### WORK REQUEST:
Which lines below contain "find"? Pull them out.

### Stored records:
══════════

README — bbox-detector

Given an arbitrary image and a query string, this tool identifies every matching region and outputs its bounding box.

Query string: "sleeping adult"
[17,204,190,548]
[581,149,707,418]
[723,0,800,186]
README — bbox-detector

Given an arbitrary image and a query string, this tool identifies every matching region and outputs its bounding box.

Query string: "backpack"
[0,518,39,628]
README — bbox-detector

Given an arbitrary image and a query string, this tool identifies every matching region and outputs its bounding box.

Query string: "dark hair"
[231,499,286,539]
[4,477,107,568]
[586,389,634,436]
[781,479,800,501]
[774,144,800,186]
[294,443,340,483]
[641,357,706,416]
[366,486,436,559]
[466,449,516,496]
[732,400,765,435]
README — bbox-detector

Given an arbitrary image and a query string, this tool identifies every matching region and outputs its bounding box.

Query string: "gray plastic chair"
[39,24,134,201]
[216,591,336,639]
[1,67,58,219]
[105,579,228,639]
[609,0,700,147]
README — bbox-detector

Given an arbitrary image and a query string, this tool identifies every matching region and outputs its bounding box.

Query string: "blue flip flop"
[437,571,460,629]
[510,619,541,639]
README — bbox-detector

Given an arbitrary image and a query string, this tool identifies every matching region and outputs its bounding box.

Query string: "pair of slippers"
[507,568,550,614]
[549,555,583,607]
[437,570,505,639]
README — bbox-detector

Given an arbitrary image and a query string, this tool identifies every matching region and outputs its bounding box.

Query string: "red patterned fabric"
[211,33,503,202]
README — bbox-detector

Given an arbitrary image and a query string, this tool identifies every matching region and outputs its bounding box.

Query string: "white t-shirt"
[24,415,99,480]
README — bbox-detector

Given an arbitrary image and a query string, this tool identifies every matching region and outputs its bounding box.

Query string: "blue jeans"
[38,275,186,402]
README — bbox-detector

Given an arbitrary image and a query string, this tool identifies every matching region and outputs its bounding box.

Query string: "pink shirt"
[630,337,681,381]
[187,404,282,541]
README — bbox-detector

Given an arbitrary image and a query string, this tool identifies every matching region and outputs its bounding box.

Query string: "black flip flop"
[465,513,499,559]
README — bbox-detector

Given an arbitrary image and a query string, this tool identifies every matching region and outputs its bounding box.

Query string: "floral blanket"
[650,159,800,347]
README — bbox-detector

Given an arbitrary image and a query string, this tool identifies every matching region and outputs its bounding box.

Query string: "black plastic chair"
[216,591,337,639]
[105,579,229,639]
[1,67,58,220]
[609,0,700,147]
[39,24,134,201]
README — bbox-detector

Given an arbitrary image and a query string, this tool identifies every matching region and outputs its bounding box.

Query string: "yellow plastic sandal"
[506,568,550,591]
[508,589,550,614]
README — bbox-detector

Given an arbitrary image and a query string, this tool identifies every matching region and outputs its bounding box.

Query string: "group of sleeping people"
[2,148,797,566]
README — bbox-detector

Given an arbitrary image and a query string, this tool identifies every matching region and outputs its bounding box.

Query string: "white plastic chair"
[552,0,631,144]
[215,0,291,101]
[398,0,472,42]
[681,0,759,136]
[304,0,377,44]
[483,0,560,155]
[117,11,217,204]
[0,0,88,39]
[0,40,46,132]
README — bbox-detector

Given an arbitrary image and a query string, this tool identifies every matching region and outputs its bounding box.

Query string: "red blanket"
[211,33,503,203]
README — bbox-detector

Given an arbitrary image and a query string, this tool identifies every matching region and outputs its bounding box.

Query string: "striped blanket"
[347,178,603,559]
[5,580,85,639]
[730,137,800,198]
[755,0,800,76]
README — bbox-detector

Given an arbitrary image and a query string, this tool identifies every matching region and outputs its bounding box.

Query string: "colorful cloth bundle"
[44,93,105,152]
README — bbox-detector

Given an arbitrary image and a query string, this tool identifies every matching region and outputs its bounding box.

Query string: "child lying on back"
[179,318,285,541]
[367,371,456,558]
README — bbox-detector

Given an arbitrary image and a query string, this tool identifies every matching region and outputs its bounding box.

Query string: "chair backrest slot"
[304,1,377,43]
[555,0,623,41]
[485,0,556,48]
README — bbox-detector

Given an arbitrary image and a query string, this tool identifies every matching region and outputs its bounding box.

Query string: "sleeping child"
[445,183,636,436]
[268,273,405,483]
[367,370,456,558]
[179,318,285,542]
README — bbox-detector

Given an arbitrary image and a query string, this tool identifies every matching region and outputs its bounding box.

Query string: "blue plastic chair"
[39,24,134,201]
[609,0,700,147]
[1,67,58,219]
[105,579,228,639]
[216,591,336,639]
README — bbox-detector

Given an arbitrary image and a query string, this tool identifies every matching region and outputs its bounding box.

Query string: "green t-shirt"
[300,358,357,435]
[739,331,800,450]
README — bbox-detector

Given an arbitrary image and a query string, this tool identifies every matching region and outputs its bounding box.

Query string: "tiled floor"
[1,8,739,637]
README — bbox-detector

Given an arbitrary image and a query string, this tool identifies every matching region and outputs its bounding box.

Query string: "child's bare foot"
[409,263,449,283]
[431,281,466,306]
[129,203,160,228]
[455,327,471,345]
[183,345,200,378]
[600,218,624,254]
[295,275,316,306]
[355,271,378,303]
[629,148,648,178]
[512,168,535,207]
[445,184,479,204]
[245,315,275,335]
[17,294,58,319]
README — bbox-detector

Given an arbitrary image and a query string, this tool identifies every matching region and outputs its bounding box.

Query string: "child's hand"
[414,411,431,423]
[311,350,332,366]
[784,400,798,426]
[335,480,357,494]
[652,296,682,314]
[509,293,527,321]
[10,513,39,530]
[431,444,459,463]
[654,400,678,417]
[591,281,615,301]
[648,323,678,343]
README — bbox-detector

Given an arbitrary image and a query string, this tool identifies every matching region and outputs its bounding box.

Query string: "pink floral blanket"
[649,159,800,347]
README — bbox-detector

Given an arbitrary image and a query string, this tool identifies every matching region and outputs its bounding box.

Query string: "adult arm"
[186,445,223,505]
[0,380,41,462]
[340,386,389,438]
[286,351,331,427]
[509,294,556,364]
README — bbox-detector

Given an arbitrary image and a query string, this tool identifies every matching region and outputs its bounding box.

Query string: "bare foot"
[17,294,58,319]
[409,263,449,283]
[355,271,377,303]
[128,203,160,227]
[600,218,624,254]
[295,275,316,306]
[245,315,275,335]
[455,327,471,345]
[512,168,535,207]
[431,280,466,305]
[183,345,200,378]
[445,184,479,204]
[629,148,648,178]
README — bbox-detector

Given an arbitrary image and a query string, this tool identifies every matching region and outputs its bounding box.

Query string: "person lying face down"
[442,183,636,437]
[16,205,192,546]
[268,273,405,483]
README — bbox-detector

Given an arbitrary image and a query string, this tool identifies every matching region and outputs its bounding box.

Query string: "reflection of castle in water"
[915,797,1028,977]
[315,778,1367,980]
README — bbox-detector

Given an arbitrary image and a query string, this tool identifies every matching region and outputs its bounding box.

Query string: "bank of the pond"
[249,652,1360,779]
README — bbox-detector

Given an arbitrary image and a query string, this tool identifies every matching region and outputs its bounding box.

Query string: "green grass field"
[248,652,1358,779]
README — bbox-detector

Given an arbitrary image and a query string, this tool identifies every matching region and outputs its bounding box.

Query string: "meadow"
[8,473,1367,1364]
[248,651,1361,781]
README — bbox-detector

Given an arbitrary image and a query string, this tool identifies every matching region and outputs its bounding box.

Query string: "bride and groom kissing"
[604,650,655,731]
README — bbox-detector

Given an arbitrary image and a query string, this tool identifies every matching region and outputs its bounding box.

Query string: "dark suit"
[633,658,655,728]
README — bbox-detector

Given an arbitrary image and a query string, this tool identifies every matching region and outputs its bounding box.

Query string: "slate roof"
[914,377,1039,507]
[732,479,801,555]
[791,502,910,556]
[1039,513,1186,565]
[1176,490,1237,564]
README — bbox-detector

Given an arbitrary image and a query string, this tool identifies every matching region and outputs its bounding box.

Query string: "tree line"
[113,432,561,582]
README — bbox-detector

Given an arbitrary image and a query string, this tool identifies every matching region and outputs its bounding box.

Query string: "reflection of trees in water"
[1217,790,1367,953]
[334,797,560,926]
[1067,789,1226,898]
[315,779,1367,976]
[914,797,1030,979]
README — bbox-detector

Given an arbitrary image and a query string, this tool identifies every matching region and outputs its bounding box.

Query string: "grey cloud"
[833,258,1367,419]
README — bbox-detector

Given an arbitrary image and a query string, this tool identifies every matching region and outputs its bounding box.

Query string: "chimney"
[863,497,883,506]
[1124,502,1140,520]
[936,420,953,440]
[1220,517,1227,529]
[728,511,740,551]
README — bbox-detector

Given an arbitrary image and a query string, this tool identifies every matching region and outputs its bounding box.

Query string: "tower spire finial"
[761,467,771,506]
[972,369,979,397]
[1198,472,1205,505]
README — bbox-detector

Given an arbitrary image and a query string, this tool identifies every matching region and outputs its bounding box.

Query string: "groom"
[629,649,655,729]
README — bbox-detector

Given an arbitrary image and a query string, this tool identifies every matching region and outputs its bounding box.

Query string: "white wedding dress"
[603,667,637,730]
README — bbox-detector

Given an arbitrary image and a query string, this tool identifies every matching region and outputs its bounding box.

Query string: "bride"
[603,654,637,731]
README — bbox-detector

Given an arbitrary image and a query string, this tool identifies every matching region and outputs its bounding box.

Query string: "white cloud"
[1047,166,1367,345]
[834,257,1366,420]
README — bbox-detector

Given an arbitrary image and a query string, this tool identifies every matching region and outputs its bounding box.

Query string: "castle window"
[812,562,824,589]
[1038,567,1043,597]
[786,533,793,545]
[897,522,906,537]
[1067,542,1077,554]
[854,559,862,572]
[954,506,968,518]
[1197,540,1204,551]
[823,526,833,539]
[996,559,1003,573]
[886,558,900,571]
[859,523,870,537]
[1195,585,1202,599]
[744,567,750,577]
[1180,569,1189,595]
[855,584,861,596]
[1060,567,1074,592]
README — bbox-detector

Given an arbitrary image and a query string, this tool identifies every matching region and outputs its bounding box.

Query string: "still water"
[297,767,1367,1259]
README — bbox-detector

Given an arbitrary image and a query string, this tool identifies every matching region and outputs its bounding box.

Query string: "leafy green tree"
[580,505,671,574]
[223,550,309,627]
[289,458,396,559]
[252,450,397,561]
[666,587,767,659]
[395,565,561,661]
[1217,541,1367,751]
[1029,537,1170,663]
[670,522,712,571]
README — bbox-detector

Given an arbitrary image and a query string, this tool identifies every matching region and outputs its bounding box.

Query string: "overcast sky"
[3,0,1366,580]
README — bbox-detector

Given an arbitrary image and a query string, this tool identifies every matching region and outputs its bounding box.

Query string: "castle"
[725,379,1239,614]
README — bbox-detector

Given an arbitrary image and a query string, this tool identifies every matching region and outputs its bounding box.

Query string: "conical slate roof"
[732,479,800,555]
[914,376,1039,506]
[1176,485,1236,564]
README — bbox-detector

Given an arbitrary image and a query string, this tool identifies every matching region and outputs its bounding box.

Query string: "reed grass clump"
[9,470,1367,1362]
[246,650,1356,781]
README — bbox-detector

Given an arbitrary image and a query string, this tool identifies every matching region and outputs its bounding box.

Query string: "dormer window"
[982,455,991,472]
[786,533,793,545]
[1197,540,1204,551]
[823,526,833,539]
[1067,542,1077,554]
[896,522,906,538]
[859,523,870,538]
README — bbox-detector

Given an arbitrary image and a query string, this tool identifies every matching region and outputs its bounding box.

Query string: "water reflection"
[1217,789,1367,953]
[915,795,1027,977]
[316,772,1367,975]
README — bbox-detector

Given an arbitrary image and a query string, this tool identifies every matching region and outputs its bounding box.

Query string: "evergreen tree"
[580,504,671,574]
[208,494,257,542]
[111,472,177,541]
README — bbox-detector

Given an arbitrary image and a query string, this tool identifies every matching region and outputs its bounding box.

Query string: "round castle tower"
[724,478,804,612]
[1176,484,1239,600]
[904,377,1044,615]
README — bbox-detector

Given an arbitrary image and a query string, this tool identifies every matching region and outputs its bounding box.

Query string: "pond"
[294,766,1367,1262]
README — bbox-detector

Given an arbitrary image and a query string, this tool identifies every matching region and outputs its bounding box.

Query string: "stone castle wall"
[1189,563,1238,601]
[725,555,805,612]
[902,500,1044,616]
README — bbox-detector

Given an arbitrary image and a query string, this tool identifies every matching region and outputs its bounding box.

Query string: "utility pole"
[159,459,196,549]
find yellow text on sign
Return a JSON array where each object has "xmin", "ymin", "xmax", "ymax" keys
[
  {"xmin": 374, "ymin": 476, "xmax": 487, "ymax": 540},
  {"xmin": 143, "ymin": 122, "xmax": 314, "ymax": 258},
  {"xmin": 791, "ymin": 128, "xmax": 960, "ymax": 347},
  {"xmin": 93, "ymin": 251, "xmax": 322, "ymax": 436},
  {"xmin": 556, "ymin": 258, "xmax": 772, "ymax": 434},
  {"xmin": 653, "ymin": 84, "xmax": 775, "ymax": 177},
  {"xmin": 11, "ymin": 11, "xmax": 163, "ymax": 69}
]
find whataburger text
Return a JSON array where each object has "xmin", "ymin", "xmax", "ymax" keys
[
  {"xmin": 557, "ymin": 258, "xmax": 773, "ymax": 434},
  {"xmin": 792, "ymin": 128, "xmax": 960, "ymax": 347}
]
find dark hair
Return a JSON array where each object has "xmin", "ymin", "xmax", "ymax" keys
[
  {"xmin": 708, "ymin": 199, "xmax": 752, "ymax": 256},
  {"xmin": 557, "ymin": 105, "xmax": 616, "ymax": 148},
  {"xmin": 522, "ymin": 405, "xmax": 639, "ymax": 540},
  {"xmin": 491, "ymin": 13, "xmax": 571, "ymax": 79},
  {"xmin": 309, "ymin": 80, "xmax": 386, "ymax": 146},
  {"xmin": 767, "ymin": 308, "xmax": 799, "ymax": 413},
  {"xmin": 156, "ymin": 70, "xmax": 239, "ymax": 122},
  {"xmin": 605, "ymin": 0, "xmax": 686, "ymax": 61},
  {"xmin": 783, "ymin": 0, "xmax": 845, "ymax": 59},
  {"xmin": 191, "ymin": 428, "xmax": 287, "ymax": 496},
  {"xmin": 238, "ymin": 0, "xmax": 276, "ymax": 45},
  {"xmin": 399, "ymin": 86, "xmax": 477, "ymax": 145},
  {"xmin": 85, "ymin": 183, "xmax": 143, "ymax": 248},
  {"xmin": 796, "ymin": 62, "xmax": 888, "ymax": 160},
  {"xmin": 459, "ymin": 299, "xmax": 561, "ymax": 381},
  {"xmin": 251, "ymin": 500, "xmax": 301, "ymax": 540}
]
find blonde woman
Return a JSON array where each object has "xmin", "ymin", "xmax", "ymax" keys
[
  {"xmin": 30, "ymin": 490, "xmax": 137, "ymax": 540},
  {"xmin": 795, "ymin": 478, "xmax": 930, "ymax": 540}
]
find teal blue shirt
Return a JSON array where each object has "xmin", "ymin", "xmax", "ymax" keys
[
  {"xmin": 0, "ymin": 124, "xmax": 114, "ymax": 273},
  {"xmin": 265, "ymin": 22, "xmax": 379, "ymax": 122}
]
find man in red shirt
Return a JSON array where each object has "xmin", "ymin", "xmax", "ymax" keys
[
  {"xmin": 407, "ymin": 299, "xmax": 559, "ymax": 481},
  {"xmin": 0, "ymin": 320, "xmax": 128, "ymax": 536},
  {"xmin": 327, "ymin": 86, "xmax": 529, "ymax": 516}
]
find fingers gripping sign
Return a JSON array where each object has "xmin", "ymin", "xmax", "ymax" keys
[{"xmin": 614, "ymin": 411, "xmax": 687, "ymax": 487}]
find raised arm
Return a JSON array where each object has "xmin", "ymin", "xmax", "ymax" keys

══════════

### SOLVED EXERCISE:
find yellow text on sign
find whataburger text
find dark hair
find blonde woman
find teal blue shirt
find man in red shirt
find fingers gripping sign
find raised arm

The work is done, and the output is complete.